## TASK INPUT
★ ★ ★
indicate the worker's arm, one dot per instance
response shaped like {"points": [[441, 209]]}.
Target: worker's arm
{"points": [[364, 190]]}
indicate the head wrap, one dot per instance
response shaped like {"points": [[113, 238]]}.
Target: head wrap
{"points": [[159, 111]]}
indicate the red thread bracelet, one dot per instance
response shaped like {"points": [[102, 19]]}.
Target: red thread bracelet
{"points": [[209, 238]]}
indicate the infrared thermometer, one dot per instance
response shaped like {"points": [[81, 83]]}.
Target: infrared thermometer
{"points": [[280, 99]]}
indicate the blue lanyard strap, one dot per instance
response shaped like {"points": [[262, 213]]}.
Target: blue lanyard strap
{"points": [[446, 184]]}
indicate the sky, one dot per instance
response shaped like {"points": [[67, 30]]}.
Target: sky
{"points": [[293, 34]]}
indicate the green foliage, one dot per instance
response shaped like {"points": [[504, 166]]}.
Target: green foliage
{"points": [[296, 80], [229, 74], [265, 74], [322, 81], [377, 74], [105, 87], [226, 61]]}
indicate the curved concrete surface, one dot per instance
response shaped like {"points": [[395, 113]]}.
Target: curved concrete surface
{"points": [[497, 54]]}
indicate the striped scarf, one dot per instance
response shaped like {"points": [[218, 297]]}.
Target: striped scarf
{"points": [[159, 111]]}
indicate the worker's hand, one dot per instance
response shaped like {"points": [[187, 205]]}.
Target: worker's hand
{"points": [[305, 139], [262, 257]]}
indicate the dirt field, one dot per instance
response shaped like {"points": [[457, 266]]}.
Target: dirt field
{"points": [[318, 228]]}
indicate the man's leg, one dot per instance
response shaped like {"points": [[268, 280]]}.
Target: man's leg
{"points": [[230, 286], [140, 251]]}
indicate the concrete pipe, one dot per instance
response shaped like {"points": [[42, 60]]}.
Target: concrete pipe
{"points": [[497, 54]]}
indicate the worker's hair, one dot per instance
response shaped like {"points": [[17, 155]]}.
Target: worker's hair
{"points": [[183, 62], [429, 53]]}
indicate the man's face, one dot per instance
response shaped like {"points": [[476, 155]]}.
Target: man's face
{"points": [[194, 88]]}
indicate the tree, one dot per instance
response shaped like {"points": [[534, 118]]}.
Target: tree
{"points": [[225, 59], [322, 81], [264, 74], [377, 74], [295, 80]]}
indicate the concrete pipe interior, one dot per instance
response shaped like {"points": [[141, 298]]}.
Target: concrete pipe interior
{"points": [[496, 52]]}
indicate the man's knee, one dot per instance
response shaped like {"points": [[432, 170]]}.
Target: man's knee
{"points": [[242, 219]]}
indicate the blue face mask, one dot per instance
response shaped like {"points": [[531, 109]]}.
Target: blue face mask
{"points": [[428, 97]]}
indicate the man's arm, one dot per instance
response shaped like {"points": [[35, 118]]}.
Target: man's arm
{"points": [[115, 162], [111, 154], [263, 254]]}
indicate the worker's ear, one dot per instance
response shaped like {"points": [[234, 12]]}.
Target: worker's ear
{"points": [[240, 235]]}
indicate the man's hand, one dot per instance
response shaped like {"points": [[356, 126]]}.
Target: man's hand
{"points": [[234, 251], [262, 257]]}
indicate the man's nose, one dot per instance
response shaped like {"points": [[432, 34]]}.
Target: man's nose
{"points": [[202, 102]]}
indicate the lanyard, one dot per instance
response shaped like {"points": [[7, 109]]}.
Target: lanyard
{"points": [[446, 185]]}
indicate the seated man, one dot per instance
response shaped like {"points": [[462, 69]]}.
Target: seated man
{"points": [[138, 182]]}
★ ★ ★
Retype the material above, line by line, exactly.

indicate the worker's arm, one dot per instance
response shaped like {"points": [[441, 209]]}.
Target: worker's arm
{"points": [[364, 190]]}
indicate the head wrap, one dot per instance
response shaped like {"points": [[113, 238]]}.
Target: head wrap
{"points": [[159, 111]]}
indicate the red thread bracelet, one dot per instance
response shaped like {"points": [[102, 19]]}.
Target: red thread bracelet
{"points": [[209, 238]]}
indicate the infrared thermometer, one dot per instance
response shaped like {"points": [[81, 83]]}.
Target: infrared thermometer
{"points": [[280, 99]]}
indicate the blue lanyard strap, one dot per instance
response shaped like {"points": [[262, 213]]}.
Target: blue lanyard strap
{"points": [[446, 184]]}
indicate the sky, one dot per instance
response shaped like {"points": [[67, 30]]}.
Target: sky
{"points": [[293, 34]]}
indicate the green foliage, one dot per instance
response shaped like {"points": [[504, 166]]}.
Target: green foliage
{"points": [[296, 80], [229, 74], [265, 74], [322, 81], [377, 74], [105, 87], [226, 61]]}
indicate the curved concrete surface, one dot per instance
response shaped like {"points": [[395, 113]]}.
Target: curved concrete surface
{"points": [[497, 54]]}
indicate the striped scarf, one dot per instance
response shaped like {"points": [[218, 297]]}.
Target: striped scarf
{"points": [[159, 111]]}
indicate the worker's hand, one dot per instance
response shaped like {"points": [[187, 205]]}.
Target: worker's hand
{"points": [[305, 139], [262, 257]]}
indicate the dirt field, one dot per instance
response shaped like {"points": [[457, 266]]}.
Target: dirt field
{"points": [[318, 228]]}
indicate the man's leg, one dot per instance
response shaped like {"points": [[268, 280]]}.
Target: man's leg
{"points": [[230, 286], [140, 251]]}
indicate the concrete pipe, one dot per instance
response shaped like {"points": [[42, 60]]}.
Target: concrete pipe
{"points": [[497, 54]]}
indicate the worker's hair, one dot per instance
response shaped like {"points": [[17, 155]]}.
Target: worker's hair
{"points": [[183, 62], [429, 53]]}
indicate the man's face, one dot per instance
response shaped like {"points": [[476, 155]]}.
Target: man's face
{"points": [[194, 88]]}
indicate the tree, one dot per instance
response shaped like {"points": [[534, 118]]}.
Target: tree
{"points": [[225, 59], [322, 81], [264, 74], [377, 74], [295, 80]]}
indicate the concrete pipe interior, one dot per instance
response shaped like {"points": [[141, 298]]}.
Target: concrete pipe interior
{"points": [[496, 52]]}
indicate the man's knee, one dot per instance
response shaped like {"points": [[432, 170]]}.
Target: man's knee
{"points": [[242, 219]]}
indicate the blue face mask, one dot per instance
response shaped like {"points": [[531, 109]]}.
Target: blue face mask
{"points": [[428, 97]]}
indicate the man's arm, one dot per instance
response shaped like {"points": [[35, 118]]}.
Target: man's arm
{"points": [[115, 162], [111, 154], [263, 254]]}
indicate the worker's ear, one dot per instance
response shaped like {"points": [[234, 12]]}.
Target: worker's ear
{"points": [[240, 235]]}
indicate the man's hand, one dot per instance
response shaped like {"points": [[356, 126]]}.
Target: man's hand
{"points": [[234, 251], [262, 257]]}
indicate the man's nose, one dot per instance
response shaped like {"points": [[432, 34]]}.
Target: man's nose
{"points": [[202, 102]]}
indicate the lanyard, one dot per instance
response shaped like {"points": [[7, 109]]}.
Target: lanyard
{"points": [[446, 185]]}
indicate the seated man, one dot per instance
response shaped like {"points": [[462, 69]]}.
Target: seated man
{"points": [[138, 182]]}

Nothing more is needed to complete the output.